> [Directive]:
Count the lines in the rows below that contain the word "hydrangea", and give only that number.

> [Material to process]:
┄┄┄┄┄┄

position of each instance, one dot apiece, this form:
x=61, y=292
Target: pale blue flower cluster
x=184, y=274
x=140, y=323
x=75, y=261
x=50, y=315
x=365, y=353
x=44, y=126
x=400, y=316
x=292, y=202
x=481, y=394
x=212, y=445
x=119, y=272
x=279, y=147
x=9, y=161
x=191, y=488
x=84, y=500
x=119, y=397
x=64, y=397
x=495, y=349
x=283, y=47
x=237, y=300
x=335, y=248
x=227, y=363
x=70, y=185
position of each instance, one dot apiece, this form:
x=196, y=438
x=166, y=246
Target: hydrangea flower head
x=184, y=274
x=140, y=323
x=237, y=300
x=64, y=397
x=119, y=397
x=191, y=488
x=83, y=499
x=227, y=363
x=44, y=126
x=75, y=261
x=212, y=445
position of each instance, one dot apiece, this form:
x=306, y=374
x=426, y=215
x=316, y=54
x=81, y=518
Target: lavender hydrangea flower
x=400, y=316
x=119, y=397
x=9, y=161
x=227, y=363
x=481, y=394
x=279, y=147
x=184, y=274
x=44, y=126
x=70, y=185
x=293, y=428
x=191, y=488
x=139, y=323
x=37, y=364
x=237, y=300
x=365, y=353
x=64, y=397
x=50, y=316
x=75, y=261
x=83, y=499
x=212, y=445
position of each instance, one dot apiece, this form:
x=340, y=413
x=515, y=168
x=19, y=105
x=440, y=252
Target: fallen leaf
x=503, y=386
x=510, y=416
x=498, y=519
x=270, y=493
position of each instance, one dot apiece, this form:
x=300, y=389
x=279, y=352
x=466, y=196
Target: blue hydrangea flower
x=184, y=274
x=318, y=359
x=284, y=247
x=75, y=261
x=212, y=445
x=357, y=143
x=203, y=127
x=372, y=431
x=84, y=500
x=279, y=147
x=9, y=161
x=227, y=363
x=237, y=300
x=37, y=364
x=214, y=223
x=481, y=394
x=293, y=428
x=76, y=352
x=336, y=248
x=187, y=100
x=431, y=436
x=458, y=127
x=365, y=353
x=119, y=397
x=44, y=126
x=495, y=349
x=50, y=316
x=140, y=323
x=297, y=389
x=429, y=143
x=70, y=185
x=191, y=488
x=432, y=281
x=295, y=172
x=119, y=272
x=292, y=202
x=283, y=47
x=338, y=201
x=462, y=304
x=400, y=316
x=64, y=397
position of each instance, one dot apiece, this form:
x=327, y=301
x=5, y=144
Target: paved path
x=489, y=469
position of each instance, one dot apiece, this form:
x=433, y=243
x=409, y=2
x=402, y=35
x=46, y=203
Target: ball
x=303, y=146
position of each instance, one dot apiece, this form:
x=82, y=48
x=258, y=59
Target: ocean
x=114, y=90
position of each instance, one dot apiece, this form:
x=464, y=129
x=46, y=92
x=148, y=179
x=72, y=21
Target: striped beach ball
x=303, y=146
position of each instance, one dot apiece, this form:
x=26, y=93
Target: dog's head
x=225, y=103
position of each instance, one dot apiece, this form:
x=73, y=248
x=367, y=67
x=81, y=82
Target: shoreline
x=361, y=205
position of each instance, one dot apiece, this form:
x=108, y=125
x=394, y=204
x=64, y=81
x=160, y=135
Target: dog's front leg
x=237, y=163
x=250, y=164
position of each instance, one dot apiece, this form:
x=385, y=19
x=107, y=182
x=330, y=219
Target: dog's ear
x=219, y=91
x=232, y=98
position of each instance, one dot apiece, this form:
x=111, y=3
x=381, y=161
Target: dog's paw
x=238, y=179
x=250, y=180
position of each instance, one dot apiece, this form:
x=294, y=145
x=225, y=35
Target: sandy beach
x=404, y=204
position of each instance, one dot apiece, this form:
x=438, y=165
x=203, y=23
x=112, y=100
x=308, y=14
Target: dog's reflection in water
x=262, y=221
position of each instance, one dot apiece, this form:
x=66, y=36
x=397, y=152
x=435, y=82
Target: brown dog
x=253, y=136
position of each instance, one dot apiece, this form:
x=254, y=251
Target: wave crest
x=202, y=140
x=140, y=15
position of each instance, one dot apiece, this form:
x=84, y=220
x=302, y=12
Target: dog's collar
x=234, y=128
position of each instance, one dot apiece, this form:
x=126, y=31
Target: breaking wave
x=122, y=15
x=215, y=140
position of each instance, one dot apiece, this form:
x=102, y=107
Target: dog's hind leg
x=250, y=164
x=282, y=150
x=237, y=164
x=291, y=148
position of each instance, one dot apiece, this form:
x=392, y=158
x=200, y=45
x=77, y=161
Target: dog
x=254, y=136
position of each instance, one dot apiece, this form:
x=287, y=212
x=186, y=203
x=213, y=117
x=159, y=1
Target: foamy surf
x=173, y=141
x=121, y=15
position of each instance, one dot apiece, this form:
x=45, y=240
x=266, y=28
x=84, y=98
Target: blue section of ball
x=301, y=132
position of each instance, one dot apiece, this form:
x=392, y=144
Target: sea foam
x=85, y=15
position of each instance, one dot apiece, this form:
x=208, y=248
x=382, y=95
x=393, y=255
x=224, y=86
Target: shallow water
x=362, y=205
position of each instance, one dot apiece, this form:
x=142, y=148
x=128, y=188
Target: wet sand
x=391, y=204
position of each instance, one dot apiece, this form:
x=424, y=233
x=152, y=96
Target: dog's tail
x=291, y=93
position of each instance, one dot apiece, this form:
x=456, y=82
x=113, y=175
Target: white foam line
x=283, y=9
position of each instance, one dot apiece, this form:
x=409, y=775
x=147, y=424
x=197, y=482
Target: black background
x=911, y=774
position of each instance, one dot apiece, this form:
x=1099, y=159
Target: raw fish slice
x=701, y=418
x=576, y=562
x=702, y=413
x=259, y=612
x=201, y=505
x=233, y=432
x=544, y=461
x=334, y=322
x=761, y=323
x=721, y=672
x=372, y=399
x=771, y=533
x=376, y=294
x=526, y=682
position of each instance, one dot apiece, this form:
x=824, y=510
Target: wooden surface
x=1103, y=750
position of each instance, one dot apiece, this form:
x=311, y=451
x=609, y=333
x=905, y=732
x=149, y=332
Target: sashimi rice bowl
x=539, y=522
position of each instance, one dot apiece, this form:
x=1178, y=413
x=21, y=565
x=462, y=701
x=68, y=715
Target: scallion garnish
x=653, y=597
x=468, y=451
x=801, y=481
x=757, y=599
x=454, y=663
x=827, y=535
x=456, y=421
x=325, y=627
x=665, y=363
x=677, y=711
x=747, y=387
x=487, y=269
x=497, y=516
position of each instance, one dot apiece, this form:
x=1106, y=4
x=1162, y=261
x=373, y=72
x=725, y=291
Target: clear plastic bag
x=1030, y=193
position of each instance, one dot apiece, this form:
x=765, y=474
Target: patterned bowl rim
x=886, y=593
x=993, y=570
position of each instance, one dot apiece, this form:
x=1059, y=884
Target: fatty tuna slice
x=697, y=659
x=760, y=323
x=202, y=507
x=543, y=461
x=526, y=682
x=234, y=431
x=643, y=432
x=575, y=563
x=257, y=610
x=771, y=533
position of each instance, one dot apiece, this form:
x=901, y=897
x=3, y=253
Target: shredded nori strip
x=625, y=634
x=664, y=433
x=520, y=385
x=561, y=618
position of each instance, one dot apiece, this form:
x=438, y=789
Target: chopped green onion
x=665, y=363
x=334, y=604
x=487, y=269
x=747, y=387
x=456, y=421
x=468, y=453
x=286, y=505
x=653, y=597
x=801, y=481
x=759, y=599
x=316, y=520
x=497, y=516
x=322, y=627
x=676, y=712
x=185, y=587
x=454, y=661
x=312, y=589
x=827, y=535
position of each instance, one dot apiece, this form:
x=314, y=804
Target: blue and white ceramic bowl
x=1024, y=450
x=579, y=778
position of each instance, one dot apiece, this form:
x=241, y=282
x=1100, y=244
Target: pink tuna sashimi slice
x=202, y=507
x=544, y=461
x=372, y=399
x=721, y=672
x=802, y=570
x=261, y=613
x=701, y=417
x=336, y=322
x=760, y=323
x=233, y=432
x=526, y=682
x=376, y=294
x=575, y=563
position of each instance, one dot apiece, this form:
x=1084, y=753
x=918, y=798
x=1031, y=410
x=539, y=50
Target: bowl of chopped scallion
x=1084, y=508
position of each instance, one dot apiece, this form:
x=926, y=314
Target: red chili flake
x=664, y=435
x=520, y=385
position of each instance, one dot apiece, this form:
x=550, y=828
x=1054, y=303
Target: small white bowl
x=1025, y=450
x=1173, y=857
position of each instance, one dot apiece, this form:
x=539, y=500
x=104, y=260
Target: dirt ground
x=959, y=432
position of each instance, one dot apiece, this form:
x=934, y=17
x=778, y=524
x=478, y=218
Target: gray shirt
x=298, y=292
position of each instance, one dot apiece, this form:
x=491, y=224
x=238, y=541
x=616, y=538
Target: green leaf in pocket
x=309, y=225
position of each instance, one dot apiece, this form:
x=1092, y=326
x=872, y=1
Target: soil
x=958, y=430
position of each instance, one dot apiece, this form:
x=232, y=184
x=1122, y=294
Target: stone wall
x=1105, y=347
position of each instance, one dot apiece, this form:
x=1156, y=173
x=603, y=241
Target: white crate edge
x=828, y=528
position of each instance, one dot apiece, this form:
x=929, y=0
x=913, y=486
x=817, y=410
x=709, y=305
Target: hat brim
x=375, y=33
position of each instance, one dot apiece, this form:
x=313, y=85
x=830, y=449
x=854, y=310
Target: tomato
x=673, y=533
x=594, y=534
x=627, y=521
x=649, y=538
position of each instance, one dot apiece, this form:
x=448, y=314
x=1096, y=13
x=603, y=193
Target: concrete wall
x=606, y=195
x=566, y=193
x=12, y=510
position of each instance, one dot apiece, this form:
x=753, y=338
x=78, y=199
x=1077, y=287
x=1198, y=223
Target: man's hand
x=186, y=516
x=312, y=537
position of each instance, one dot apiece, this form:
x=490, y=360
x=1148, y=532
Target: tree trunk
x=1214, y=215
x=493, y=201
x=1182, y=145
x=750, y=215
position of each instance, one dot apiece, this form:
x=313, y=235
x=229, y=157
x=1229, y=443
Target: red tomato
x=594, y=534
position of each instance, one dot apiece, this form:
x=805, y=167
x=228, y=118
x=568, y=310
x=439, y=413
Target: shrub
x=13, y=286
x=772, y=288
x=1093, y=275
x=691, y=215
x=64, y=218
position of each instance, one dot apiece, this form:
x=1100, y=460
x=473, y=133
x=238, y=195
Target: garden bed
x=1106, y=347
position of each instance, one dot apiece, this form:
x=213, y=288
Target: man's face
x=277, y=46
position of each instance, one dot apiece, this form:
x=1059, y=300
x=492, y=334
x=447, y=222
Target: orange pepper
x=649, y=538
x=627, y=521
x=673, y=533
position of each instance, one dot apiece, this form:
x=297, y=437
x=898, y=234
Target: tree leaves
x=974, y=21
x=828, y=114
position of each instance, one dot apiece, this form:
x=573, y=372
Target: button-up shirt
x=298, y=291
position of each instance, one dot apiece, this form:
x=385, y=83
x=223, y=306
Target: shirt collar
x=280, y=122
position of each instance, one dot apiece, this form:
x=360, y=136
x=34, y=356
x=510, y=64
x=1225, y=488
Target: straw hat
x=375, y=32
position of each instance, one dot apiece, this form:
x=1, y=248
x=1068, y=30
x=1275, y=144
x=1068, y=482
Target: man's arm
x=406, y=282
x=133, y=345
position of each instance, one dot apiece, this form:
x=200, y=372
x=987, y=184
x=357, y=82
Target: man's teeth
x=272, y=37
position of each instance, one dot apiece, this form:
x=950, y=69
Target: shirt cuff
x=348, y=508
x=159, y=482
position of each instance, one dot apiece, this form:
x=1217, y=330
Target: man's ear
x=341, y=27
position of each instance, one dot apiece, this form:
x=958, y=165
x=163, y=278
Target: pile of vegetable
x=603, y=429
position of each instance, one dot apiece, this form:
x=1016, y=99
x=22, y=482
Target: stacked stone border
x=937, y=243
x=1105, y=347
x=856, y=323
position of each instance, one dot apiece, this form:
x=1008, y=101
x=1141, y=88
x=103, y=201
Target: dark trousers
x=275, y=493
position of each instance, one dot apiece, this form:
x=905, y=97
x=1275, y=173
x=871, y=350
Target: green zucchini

┄┄┄┄┄┄

> [Worked answer]:
3